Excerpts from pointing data
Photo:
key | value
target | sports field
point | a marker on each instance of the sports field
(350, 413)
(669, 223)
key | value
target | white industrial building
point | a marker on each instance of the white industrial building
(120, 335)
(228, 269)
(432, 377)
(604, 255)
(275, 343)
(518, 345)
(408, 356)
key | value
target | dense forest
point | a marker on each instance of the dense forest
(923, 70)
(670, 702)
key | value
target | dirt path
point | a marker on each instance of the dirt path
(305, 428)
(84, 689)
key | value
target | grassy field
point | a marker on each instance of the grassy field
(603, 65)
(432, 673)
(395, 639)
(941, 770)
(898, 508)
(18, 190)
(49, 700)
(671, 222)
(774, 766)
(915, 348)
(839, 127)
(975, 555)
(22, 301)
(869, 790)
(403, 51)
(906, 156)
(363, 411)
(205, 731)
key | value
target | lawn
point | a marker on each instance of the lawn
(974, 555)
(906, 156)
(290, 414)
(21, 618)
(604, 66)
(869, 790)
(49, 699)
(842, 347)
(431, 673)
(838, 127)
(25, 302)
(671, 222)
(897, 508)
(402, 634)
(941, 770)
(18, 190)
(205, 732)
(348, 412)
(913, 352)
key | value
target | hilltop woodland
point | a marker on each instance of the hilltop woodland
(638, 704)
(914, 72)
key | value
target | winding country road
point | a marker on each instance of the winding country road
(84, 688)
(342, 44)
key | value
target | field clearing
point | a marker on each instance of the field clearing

■ Written request ■
Render all of the data above as a numbered list with one item per line, leaving out any blank lines.

■ Solution to the exercise ■
1. Photo:
2. key | value
3. target | sports field
4. point | a marker on each instance of the sports field
5. (350, 413)
6. (669, 223)
7. key | value
8. target | white industrial building
9. point | a marker on each instance of the white industrial building
10. (120, 335)
11. (228, 269)
12. (432, 377)
13. (604, 255)
14. (275, 343)
15. (518, 345)
16. (408, 356)
17. key | value
18. target | dense forest
19. point | a marker on each instance of the dense forest
20. (923, 70)
21. (670, 702)
22. key | value
23. target | dirt path
24. point | a marker on each instance of the dirt path
25. (305, 428)
26. (84, 689)
27. key | value
28. target | grassy field
29. point | a marker on each instance of the grassy field
30. (603, 65)
31. (432, 673)
32. (395, 639)
33. (941, 770)
34. (898, 508)
35. (18, 190)
36. (49, 700)
37. (671, 222)
38. (774, 766)
39. (915, 348)
40. (839, 127)
41. (975, 555)
42. (22, 301)
43. (869, 790)
44. (403, 51)
45. (906, 156)
46. (363, 411)
47. (205, 731)
48. key | value
49. target | lawn
50. point | a marker on each instance of the lawn
51. (974, 555)
52. (906, 156)
53. (290, 414)
54. (21, 618)
55. (604, 66)
56. (869, 790)
57. (49, 699)
58. (842, 347)
59. (431, 673)
60. (838, 127)
61. (25, 302)
62. (671, 222)
63. (897, 508)
64. (402, 634)
65. (941, 770)
66. (18, 190)
67. (205, 732)
68. (348, 412)
69. (913, 352)
70. key | value
71. target | hilltop woodland
72. point | a marker on each instance of the hilltop woodland
73. (638, 704)
74. (914, 72)
75. key | value
76. target | winding country road
77. point | a marker on each instance of the winding country road
78. (84, 688)
79. (342, 44)
80. key | value
81. target | field clearing
82. point | a marker on each instance of the field clearing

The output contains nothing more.